**EXERCISE INPUT**
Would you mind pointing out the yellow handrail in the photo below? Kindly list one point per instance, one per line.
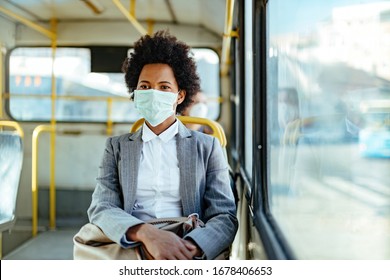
(130, 17)
(215, 127)
(29, 23)
(13, 124)
(228, 34)
(34, 180)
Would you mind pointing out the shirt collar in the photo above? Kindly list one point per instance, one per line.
(165, 136)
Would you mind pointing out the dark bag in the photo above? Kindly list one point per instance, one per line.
(90, 243)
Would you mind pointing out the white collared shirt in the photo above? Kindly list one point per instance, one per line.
(158, 183)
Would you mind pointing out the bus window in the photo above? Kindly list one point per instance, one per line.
(329, 159)
(82, 95)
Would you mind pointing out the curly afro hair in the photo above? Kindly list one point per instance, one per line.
(166, 49)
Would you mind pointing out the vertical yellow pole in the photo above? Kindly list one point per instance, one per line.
(1, 80)
(132, 8)
(150, 26)
(53, 132)
(109, 116)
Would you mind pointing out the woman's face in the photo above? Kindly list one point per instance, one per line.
(160, 76)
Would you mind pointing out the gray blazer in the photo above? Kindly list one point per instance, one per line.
(204, 188)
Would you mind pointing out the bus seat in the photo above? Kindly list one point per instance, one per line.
(216, 128)
(11, 159)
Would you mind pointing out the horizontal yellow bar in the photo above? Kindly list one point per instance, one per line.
(29, 23)
(13, 124)
(88, 98)
(130, 17)
(69, 97)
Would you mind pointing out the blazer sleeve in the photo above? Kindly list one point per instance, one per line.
(219, 209)
(107, 207)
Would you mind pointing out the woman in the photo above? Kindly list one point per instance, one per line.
(164, 169)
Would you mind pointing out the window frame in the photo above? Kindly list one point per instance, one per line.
(90, 47)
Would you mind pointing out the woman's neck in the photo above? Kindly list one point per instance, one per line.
(162, 126)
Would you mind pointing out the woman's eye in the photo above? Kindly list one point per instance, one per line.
(165, 88)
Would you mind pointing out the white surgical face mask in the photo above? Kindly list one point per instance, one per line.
(154, 105)
(198, 110)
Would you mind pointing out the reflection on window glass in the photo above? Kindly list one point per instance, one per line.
(83, 95)
(328, 94)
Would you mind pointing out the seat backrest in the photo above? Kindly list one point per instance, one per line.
(11, 159)
(217, 130)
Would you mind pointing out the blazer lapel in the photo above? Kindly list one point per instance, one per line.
(186, 154)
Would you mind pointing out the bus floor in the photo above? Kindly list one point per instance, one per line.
(49, 245)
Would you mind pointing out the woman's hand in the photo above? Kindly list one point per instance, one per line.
(161, 244)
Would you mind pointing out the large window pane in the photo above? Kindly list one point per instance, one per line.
(328, 94)
(83, 95)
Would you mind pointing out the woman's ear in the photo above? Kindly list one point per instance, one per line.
(181, 96)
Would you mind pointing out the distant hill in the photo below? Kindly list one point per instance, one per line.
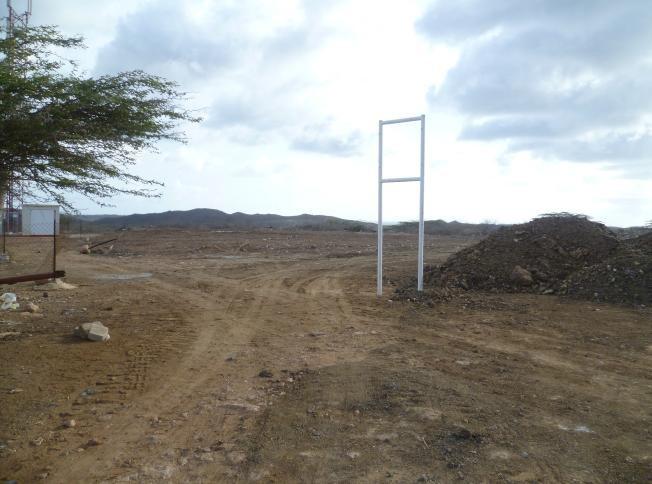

**PROBLEM STATEMENT**
Copy all of the material above word for word, leaving the pictures out.

**ANSWER FOR THIS EXERCISE**
Would you mind pointing out the yellow handrail in the photo below? Kindly list one point per instance, one per line.
(130, 17)
(215, 127)
(29, 23)
(13, 124)
(228, 34)
(34, 180)
Would you mind pointing out the shirt collar in the photo above? Kindly list one point per instance, one per line.
(165, 136)
Would you mind pointing out the dark bag in the photo above? Kindly list one point per instance, one per line.
(90, 243)
Would you mind pointing out the white collared shirt in the photo above? Kindly list one point per instance, one per line.
(158, 183)
Would you mind pointing out the bus window in the photo above? Kindly list one point per instance, one per line.
(329, 159)
(82, 95)
Would you mind pointing out the curly afro hair in the photo above? Kindly list one point per instance, one per line.
(166, 49)
Would you mind pointing out the vertical yellow pole in the photo above? Kindly list one point per instance, one per line.
(1, 80)
(132, 8)
(150, 26)
(53, 132)
(109, 116)
Would you mind pointing out the woman's face in the photo above? Kindly list one point per instance, one per line.
(160, 76)
Would you mind pointing out the gray blazer in the photo above? Kindly list one point per instance, one per line.
(204, 188)
Would you mind pointing out the bus seat in the photo above? Kindly list one point per instance, one per line.
(216, 128)
(11, 159)
Would you mind pointing out the horizontal yellow bar in the photo above? Kindly list one point per instance, one per line.
(29, 23)
(13, 124)
(88, 98)
(130, 17)
(69, 97)
Would you mind pointing out the blazer sleeve in the photo above? Kindly list one point per instance, one per line.
(219, 209)
(107, 207)
Would you mind pointing out the woman in the photo above? Kindly list one point per instance, one per line.
(164, 169)
Would you mind pointing out the window frame in the photo above? Kindly list one point per instance, one per line.
(90, 47)
Would you mind pointing out the woman's neck in the photo above? Kindly list one point per instance, one per line.
(162, 126)
Would you mind pointing out the woman's eye in the photo above? Kindly list one point per instance, one per line.
(165, 88)
Would you mind pointing out the white surgical face mask in the photo above? Kindly list one point per instance, one per line.
(154, 105)
(198, 110)
Would you mind pointing out the reflection on window glass in the photo above? Kindly list one point per instance, one per line.
(83, 95)
(328, 94)
Would you mind pointing out the seat backrest in the photo above? Kindly list one point per instance, one per line.
(11, 159)
(217, 130)
Would you mind pointing out the blazer lapel in the photo above? Kindly list one point per instance, one per line.
(186, 154)
Would you mind pointing out the bus floor in the photo above? Kindly list one point per instance, one per line.
(49, 245)
Would you mind pointing out the woman's hand in the photo above? Kindly list one point per instance, one per line.
(161, 244)
Would you mind pointing out the large window pane in the photo above? Kindly list one point per instance, one per line.
(328, 94)
(83, 95)
Would you mind pointing out the woman's ear in the photo above? Kindly list one point per instance, one per line.
(181, 96)
Would you mind pointing out the distant hill in the photo below? Kindly list one point per instance, one per line.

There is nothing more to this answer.